> What is required: Please pick out every line of the records below that contains the word "mountain" and copy each one.

-- START Extracted material --

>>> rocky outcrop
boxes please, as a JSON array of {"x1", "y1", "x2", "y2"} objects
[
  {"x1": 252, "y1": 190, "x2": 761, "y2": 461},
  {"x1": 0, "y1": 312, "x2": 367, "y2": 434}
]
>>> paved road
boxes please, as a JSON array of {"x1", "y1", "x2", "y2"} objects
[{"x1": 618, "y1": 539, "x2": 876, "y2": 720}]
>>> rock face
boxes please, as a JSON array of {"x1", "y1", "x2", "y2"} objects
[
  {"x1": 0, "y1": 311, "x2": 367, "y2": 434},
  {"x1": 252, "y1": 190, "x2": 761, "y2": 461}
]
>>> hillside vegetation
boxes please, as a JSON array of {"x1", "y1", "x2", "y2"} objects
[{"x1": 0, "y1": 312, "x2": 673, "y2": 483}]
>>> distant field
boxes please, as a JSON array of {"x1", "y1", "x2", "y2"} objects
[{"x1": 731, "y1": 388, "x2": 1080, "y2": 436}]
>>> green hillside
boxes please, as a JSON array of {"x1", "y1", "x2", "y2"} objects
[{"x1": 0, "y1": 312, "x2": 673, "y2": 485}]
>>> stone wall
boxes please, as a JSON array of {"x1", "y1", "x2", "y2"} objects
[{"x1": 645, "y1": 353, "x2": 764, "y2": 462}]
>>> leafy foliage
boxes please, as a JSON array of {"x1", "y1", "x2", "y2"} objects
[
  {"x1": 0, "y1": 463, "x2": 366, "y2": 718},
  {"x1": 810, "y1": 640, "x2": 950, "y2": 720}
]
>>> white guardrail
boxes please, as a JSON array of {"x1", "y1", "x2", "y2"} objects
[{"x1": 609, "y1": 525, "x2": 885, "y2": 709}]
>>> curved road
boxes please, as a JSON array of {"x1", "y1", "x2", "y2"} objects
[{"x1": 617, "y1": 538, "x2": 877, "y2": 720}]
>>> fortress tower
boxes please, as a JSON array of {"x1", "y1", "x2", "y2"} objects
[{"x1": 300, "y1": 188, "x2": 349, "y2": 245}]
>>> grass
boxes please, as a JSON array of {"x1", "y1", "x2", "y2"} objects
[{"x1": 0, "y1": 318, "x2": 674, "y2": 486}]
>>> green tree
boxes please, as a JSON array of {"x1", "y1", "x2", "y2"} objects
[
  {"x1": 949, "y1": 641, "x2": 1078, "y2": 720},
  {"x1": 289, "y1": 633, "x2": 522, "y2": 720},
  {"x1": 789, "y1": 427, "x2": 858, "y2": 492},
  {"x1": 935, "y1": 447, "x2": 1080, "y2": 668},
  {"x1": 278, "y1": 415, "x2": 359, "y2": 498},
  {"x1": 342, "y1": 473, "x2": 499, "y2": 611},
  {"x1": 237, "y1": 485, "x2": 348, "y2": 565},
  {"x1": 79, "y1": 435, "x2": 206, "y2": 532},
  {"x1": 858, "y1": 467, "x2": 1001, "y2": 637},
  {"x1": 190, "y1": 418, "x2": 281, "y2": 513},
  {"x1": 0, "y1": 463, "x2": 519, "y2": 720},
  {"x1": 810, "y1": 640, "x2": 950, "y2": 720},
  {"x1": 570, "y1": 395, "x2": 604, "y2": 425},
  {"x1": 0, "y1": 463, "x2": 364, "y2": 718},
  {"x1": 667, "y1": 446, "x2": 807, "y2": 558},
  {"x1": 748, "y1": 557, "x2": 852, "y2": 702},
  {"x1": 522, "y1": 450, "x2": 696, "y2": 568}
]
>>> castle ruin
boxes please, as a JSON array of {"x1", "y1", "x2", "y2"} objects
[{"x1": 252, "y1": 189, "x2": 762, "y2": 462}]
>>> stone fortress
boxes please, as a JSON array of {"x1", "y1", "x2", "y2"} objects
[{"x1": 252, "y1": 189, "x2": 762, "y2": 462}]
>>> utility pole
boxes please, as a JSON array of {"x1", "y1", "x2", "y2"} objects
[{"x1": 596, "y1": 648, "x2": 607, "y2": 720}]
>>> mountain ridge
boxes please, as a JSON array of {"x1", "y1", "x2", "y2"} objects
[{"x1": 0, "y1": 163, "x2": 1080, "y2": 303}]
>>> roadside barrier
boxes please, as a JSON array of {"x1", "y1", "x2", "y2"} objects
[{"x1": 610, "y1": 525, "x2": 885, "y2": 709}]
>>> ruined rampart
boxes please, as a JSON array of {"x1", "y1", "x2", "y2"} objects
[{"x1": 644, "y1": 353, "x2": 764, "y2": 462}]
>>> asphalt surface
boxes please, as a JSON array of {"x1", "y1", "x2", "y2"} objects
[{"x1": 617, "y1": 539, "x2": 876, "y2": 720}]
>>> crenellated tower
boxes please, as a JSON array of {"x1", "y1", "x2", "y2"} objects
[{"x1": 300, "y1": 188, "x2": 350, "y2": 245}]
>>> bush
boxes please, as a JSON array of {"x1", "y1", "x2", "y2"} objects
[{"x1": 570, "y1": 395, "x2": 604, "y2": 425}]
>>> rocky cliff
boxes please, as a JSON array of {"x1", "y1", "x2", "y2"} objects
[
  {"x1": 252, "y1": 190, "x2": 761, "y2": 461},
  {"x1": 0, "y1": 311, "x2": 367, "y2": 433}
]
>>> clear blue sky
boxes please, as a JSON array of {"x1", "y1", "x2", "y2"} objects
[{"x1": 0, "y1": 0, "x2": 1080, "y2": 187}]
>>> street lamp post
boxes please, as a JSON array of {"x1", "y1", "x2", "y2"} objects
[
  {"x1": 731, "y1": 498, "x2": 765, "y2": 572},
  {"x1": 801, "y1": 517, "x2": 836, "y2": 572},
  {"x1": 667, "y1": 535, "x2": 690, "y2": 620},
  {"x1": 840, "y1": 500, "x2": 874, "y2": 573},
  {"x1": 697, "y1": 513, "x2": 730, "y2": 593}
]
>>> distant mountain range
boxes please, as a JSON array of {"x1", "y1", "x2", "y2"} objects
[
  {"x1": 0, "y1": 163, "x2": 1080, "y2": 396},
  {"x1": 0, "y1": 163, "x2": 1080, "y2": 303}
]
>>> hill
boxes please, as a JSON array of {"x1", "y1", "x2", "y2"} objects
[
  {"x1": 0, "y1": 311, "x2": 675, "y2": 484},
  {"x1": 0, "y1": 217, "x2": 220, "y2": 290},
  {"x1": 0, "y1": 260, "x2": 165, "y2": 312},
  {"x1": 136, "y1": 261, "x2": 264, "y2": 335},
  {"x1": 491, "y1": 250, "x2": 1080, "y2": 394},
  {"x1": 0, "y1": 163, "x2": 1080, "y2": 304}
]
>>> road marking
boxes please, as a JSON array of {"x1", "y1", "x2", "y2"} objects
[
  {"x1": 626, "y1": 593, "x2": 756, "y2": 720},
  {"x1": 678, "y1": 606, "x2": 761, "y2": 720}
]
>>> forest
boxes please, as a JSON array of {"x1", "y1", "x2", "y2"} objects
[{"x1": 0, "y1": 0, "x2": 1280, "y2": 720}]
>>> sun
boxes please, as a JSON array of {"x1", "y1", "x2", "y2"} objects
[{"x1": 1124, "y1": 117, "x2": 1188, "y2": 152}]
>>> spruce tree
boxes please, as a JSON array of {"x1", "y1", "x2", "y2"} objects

-- END Extracted material --

> Problem solution:
>>> mountain ridge
>>> distant mountain range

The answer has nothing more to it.